• Exercise details
Your answer should be one number: how many lines of the data include the string "silhouette"?

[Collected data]
--------

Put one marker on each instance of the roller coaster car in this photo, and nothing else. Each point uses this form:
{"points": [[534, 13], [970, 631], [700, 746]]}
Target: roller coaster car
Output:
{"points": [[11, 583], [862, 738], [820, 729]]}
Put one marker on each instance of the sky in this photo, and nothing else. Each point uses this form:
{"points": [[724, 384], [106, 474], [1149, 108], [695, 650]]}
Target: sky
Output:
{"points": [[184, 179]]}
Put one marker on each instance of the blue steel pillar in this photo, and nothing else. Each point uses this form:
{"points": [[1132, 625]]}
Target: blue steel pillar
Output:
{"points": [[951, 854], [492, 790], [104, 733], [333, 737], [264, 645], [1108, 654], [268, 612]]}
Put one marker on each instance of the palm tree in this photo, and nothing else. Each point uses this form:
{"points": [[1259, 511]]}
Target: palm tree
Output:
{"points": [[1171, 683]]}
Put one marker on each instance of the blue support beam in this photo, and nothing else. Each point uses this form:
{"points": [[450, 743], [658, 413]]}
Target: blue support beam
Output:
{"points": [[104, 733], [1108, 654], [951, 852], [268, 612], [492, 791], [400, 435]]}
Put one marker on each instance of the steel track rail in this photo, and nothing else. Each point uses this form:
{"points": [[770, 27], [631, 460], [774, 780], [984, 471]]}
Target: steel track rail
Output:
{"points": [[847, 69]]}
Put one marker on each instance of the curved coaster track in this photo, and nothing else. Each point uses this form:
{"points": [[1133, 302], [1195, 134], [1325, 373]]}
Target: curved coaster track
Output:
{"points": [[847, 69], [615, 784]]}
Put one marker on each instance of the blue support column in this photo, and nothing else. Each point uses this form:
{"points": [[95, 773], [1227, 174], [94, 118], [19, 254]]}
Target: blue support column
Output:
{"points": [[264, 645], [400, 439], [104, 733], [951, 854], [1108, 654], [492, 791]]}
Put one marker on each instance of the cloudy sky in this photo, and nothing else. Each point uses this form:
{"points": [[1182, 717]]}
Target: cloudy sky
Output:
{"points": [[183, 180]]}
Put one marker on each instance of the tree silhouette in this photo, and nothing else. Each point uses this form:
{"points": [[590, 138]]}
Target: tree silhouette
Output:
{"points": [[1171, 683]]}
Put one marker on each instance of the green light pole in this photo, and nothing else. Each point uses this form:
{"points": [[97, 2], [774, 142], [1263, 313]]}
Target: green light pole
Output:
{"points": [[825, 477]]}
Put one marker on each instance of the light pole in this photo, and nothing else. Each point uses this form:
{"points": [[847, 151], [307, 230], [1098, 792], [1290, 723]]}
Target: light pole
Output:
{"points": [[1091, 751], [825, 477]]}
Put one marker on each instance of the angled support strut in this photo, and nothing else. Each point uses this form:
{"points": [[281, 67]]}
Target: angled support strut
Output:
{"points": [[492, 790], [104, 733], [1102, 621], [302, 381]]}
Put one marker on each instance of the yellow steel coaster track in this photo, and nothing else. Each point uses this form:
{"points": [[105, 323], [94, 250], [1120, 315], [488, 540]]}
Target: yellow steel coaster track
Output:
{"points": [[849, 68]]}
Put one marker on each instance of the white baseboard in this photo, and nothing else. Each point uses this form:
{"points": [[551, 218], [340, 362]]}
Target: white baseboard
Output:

--------

• Solution below
2